Could you copy exactly the lines from the one containing "In the picture above, where can the vertical" through the last line of the records below, leaving out any pictures?

-- RECORDS SUPPLIED follows --

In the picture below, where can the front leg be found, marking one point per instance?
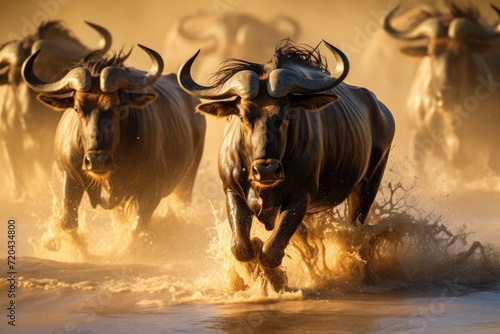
(72, 196)
(292, 215)
(240, 218)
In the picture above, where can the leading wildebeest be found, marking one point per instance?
(301, 141)
(237, 35)
(126, 137)
(453, 105)
(26, 127)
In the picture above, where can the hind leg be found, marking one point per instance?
(184, 190)
(361, 199)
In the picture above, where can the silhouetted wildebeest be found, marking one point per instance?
(453, 105)
(126, 137)
(299, 141)
(27, 128)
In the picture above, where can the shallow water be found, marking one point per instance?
(436, 245)
(428, 272)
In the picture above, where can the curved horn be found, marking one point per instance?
(106, 40)
(4, 75)
(244, 84)
(114, 78)
(431, 27)
(284, 81)
(295, 26)
(71, 50)
(462, 28)
(77, 79)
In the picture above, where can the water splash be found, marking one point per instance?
(399, 246)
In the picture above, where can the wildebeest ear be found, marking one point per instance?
(137, 100)
(482, 48)
(56, 102)
(312, 101)
(218, 109)
(415, 51)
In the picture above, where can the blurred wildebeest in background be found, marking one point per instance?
(238, 35)
(26, 126)
(454, 103)
(299, 141)
(127, 138)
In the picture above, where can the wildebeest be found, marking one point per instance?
(26, 127)
(299, 141)
(453, 104)
(126, 137)
(237, 35)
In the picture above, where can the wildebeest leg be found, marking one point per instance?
(292, 214)
(361, 199)
(72, 196)
(184, 189)
(147, 204)
(72, 193)
(359, 206)
(240, 219)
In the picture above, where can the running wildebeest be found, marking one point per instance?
(126, 137)
(453, 104)
(27, 127)
(299, 141)
(237, 35)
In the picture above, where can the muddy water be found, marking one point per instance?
(434, 244)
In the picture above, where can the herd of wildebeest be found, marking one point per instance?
(298, 139)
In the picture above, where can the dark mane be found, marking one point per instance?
(286, 54)
(469, 12)
(96, 61)
(55, 29)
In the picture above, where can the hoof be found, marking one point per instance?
(277, 278)
(51, 243)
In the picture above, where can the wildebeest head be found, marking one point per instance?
(452, 41)
(61, 48)
(265, 98)
(100, 90)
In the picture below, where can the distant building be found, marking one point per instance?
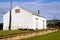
(23, 19)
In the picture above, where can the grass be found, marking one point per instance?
(49, 36)
(7, 32)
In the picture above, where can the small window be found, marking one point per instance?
(17, 10)
(36, 18)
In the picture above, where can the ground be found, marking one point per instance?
(7, 32)
(49, 36)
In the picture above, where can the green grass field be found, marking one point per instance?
(7, 32)
(49, 36)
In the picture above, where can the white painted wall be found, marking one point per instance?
(6, 21)
(23, 20)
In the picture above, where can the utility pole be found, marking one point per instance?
(54, 21)
(38, 11)
(10, 15)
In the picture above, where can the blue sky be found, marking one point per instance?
(48, 8)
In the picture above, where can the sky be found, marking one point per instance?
(48, 8)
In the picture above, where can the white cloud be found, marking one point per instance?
(46, 9)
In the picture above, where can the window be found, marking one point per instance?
(17, 10)
(36, 18)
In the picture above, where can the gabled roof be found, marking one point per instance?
(33, 13)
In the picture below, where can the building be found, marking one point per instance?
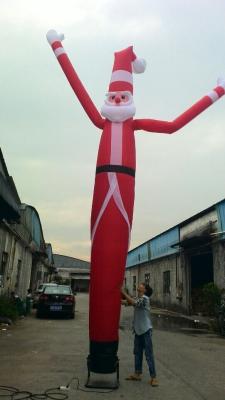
(73, 270)
(179, 261)
(25, 260)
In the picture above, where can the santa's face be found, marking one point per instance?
(118, 106)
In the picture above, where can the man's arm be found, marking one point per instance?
(128, 298)
(54, 40)
(152, 125)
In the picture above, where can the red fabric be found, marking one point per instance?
(220, 91)
(80, 91)
(123, 59)
(110, 243)
(153, 125)
(128, 145)
(108, 258)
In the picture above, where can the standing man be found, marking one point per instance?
(142, 327)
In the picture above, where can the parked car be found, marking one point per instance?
(40, 290)
(56, 300)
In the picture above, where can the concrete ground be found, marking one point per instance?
(37, 354)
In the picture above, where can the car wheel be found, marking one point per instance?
(38, 314)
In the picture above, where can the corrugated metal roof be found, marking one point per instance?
(62, 261)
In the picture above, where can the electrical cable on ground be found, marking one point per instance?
(58, 393)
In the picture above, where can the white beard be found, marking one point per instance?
(118, 113)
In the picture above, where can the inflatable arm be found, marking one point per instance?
(54, 40)
(152, 125)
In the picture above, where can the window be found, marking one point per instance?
(19, 264)
(147, 279)
(166, 282)
(3, 263)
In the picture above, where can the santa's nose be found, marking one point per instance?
(117, 99)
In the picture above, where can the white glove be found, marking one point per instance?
(221, 82)
(53, 36)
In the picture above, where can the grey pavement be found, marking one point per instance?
(36, 354)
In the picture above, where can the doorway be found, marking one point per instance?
(201, 274)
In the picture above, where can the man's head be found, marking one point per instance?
(143, 288)
(118, 106)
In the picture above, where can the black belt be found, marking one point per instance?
(116, 168)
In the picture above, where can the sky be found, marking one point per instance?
(49, 144)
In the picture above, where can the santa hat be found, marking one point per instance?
(125, 63)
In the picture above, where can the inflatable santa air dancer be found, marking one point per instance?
(113, 198)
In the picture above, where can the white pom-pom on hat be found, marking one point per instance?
(138, 65)
(53, 36)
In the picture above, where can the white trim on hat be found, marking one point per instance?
(59, 51)
(122, 76)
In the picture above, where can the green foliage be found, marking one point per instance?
(7, 308)
(211, 297)
(206, 299)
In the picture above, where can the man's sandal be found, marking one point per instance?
(133, 377)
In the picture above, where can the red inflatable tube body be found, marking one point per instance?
(113, 200)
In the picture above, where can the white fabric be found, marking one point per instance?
(53, 36)
(59, 51)
(118, 113)
(138, 65)
(115, 192)
(116, 143)
(122, 75)
(221, 82)
(213, 96)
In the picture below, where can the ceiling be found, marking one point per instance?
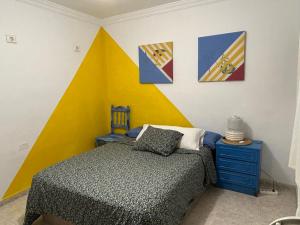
(107, 8)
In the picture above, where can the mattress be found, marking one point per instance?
(116, 185)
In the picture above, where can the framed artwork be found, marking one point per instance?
(156, 63)
(221, 57)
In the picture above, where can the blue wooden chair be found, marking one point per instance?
(119, 119)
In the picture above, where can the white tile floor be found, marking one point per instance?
(214, 207)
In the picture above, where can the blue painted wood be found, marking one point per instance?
(238, 167)
(120, 119)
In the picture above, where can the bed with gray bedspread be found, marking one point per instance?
(116, 185)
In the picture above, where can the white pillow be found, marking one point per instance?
(190, 139)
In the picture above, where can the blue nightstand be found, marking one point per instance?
(238, 167)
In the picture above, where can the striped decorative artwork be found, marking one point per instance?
(221, 57)
(156, 63)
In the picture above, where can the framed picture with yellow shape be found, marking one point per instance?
(222, 57)
(156, 63)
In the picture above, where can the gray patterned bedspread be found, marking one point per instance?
(115, 185)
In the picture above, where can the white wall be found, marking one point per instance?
(265, 100)
(34, 73)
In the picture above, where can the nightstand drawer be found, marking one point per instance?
(238, 153)
(237, 166)
(237, 178)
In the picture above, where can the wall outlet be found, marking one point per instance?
(11, 38)
(23, 147)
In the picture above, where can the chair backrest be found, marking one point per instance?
(120, 118)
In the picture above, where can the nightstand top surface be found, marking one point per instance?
(256, 144)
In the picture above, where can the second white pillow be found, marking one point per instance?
(190, 139)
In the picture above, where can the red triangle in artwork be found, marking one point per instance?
(239, 74)
(168, 68)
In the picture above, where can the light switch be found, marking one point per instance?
(11, 38)
(77, 48)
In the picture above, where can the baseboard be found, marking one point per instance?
(14, 197)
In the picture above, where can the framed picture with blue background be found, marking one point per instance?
(221, 57)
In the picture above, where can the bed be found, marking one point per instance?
(116, 185)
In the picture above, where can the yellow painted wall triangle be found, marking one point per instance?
(78, 118)
(106, 76)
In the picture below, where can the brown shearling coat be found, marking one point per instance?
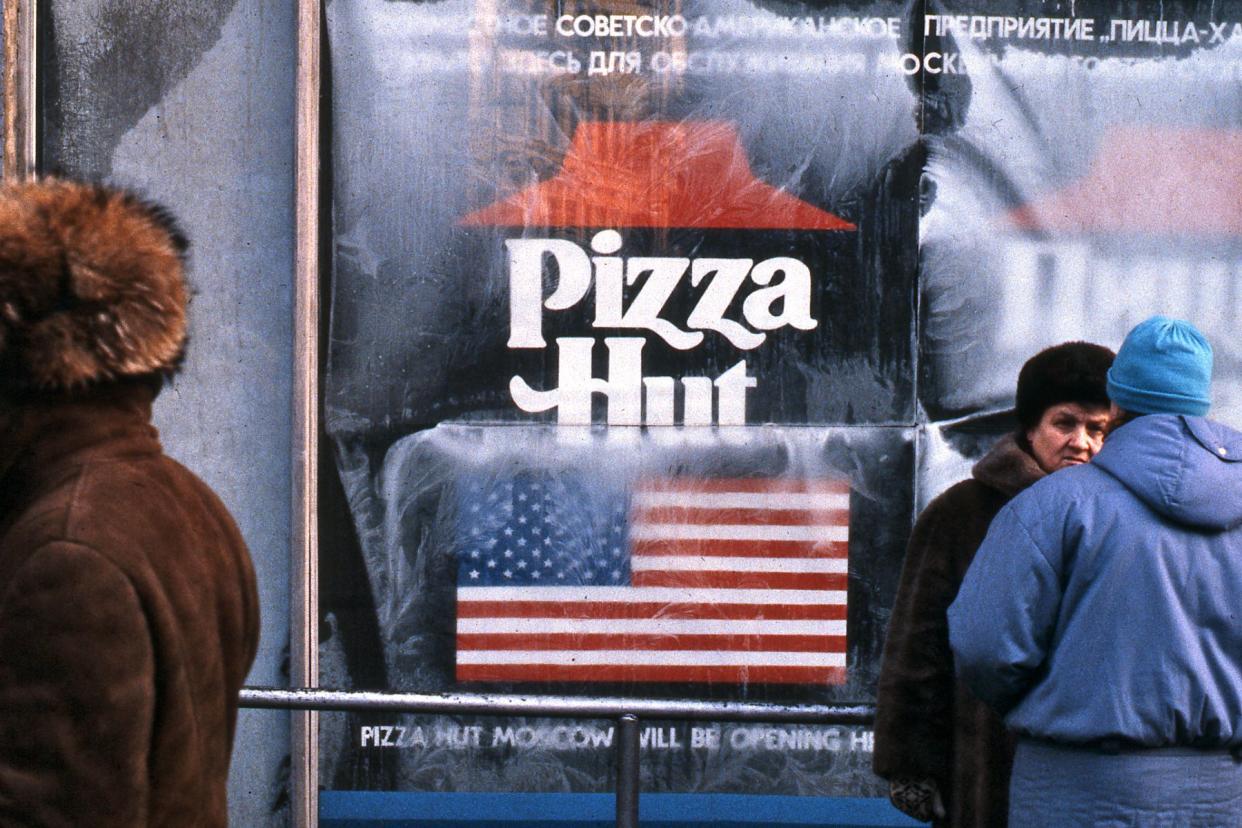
(128, 621)
(928, 725)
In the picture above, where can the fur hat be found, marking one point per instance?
(92, 286)
(1067, 373)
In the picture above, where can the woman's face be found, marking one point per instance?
(1067, 435)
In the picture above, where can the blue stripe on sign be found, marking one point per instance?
(400, 810)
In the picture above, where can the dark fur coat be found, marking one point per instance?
(928, 725)
(128, 606)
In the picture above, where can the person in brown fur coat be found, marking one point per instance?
(128, 610)
(945, 754)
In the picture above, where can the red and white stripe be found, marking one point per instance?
(733, 581)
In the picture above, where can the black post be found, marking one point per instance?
(627, 771)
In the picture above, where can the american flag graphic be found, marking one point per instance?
(678, 580)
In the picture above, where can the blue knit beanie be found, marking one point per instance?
(1164, 366)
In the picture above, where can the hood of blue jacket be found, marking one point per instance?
(1185, 468)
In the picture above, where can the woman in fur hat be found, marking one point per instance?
(128, 611)
(945, 754)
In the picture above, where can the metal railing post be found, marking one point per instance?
(627, 771)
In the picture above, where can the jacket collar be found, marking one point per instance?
(44, 437)
(1009, 468)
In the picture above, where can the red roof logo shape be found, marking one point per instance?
(1155, 180)
(656, 174)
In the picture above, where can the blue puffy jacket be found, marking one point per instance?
(1106, 601)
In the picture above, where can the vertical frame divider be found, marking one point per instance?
(304, 618)
(20, 119)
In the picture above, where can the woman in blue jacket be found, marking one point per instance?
(1102, 615)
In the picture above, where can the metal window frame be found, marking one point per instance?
(20, 90)
(304, 538)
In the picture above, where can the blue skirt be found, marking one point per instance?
(1058, 787)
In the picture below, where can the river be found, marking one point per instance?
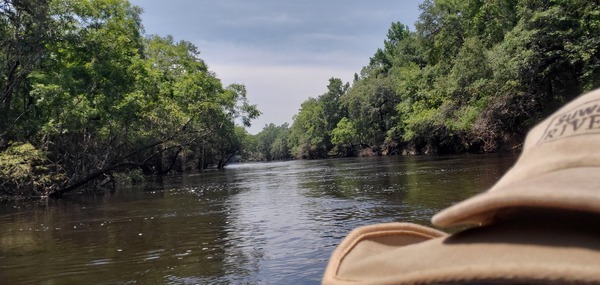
(258, 223)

-- RECORDS SUPPLIED concluded --

• _EXERCISE OUTPUT_:
In the picture above, where can the vertical frame divider be found, marking one point per instance?
(304, 618)
(20, 119)
In the picture above, where can the woman in blue jacket be found, marking one point per instance?
(1102, 615)
In the picture above, where can the metal window frame be found, marking one point per instance?
(20, 90)
(304, 538)
In the picture above, where can the blue skirt be found, marking one point per instance?
(1058, 787)
In the picture below, where can the river be found, marking one point per instance?
(258, 223)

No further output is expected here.